STATED TASK 1: Reproduce the passage of the Couchbase TTL thread between "I have a couchbase" and "that I can use?", inclusive.
STATED TASK 2:
Answer these questions from the Couchbase TTL thread:
(a) What range of expiry times do the documents have?
(b) What does the asker say is rapidly taking up a lot of storage space?
(c) According to the reply, what would have to be done for all the documents?
>> Begin DOCUMENT SEGMENT
Couchbase - deleting old documents based on TTL

Couchbase - deleting old documents based on TTL - java

I have a couchbase bucket which has a number of documents. Over a period of time , I see that these documents are rapidly taking up a lot of storage space. I am now working on setting TTL for all the new documents that will be stored. Is there way to set TTL for all the existing document or delete the existing documents based on expiry time? Different documents have different expiry time based on the document type (ranging from 15 minutes to 1 month). Please can you suggest an approach that I can use?

You can set the Expiry on a document and then update that document. Of course, you'd have to go through all the documents and set the Expiry for each.
>> End DOCUMENT SEGMENT
>> Begin RECORD SET
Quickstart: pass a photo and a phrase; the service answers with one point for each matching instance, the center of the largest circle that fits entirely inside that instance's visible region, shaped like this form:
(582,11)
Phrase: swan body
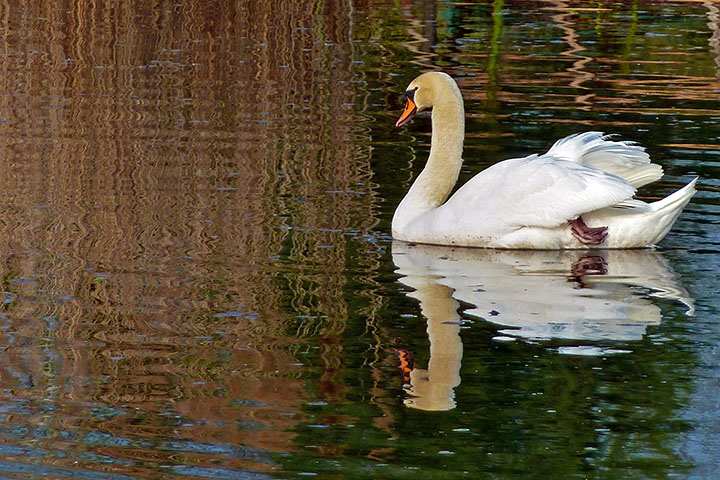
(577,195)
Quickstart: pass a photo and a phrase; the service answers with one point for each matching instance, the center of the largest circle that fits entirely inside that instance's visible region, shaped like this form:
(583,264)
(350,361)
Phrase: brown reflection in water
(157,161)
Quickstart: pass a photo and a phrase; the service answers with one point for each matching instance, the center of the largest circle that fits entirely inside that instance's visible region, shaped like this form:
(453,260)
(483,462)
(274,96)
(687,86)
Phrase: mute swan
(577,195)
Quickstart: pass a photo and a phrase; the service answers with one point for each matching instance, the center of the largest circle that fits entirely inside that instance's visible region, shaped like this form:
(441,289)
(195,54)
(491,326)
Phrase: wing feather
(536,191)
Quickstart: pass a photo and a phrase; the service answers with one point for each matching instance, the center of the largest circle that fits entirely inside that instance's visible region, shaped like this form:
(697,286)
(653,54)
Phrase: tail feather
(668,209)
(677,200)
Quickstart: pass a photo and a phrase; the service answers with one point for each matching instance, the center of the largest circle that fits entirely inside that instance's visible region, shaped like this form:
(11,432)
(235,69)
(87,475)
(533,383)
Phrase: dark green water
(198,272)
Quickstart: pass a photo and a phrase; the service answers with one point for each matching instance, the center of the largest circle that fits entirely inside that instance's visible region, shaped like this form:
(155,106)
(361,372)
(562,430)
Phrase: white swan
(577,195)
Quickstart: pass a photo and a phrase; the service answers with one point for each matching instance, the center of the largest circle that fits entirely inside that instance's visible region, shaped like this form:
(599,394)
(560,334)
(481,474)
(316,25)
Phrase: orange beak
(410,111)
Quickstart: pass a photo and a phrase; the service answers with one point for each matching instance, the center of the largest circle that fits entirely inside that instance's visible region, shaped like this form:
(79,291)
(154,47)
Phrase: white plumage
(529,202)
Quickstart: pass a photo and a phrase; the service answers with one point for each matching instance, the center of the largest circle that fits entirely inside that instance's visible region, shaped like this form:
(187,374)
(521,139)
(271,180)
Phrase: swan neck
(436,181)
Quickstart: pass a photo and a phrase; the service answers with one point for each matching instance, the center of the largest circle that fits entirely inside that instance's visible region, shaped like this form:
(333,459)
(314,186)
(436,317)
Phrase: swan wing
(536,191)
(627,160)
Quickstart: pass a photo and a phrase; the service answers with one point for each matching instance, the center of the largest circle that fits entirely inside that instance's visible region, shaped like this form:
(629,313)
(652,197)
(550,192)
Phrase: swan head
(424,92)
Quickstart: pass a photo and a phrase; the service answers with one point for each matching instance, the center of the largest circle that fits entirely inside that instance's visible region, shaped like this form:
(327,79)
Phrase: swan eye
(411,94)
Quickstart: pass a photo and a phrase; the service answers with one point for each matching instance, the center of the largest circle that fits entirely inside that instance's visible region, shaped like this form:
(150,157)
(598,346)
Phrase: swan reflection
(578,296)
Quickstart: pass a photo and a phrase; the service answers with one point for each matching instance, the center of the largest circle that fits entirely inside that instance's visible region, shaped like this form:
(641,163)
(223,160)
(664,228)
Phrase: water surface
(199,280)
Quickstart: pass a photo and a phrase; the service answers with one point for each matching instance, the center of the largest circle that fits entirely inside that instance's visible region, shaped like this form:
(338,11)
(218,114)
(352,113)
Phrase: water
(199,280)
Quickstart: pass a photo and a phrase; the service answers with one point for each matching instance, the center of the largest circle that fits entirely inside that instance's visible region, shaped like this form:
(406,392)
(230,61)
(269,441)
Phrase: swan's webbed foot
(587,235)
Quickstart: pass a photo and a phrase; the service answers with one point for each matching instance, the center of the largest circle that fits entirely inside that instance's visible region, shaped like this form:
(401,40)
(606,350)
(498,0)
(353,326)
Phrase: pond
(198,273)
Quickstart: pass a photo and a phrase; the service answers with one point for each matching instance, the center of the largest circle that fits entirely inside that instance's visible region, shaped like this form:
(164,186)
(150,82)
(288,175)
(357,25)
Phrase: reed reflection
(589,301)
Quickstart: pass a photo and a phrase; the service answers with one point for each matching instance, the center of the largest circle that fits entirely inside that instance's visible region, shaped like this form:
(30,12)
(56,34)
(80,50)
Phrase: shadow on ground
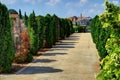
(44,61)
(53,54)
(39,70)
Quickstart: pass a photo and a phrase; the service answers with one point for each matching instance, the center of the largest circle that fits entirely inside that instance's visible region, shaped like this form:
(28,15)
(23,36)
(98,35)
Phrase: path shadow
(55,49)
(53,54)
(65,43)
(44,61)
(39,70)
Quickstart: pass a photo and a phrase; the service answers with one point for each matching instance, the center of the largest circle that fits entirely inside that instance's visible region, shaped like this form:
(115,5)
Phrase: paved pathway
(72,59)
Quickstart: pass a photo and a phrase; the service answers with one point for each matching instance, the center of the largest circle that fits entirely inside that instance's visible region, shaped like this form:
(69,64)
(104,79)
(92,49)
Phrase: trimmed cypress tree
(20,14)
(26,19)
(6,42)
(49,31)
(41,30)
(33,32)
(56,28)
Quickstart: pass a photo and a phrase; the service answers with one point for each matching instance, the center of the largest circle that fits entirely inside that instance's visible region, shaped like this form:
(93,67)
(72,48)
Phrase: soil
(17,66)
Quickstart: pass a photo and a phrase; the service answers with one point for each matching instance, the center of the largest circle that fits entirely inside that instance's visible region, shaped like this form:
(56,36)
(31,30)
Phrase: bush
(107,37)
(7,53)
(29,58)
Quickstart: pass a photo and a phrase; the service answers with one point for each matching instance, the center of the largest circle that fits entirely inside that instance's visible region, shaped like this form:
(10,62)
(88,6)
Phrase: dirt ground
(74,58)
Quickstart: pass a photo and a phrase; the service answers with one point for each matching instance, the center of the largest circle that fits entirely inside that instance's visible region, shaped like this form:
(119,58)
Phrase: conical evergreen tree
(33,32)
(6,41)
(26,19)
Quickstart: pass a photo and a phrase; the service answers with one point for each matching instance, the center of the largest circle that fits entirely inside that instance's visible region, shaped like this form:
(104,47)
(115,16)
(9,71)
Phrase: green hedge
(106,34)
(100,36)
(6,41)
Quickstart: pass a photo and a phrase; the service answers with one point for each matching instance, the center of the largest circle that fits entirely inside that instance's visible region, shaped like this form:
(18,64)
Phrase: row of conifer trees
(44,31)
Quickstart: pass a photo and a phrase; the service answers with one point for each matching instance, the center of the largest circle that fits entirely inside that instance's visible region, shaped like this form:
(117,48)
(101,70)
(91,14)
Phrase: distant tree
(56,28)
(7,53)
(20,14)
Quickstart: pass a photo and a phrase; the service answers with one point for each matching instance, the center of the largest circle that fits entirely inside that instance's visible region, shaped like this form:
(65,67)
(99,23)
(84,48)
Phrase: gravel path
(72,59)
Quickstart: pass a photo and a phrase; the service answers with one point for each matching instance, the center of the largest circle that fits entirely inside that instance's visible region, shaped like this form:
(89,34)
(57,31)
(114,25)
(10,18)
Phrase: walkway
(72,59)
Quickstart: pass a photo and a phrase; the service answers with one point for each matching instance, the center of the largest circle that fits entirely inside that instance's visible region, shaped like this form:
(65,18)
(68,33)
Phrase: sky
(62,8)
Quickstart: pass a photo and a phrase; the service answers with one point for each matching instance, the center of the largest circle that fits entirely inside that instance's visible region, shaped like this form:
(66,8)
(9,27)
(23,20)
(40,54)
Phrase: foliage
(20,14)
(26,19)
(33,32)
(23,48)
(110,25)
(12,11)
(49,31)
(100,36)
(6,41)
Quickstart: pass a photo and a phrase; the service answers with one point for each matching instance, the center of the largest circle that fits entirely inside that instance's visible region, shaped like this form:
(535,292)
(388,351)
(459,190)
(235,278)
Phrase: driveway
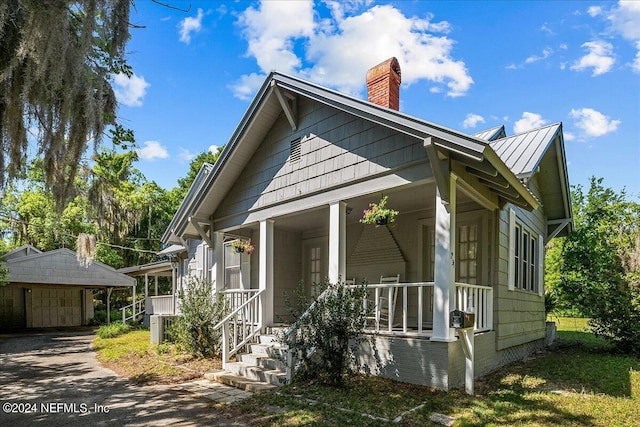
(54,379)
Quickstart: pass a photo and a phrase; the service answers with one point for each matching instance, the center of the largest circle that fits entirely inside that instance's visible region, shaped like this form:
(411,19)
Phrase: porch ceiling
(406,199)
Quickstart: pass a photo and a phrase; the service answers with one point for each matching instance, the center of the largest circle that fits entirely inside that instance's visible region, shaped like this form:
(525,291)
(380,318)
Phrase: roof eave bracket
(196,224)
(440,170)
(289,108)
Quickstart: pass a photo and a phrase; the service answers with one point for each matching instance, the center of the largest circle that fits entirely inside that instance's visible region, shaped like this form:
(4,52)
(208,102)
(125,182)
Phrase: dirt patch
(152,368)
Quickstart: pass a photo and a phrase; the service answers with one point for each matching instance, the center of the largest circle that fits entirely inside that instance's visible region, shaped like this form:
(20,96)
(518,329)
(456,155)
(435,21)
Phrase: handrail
>> End RECORD SET
FULL SOLUTION 1:
I have a couchbase bucket which has a number of documents. Over a period of time , I see that these documents are rapidly taking up a lot of storage space. I am now working on setting TTL for all the new documents that will be stored. Is there way to set TTL for all the existing document or delete the existing documents based on expiry time? Different documents have different expiry time based on the document type (ranging from 15 minutes to 1 month). Please can you suggest an approach that I can use?

FULL SOLUTION 2:
(a) From 15 minutes to 1 month, depending on the document type.
(b) The documents in the couchbase bucket.
(c) Go through all the documents and set the Expiry for each.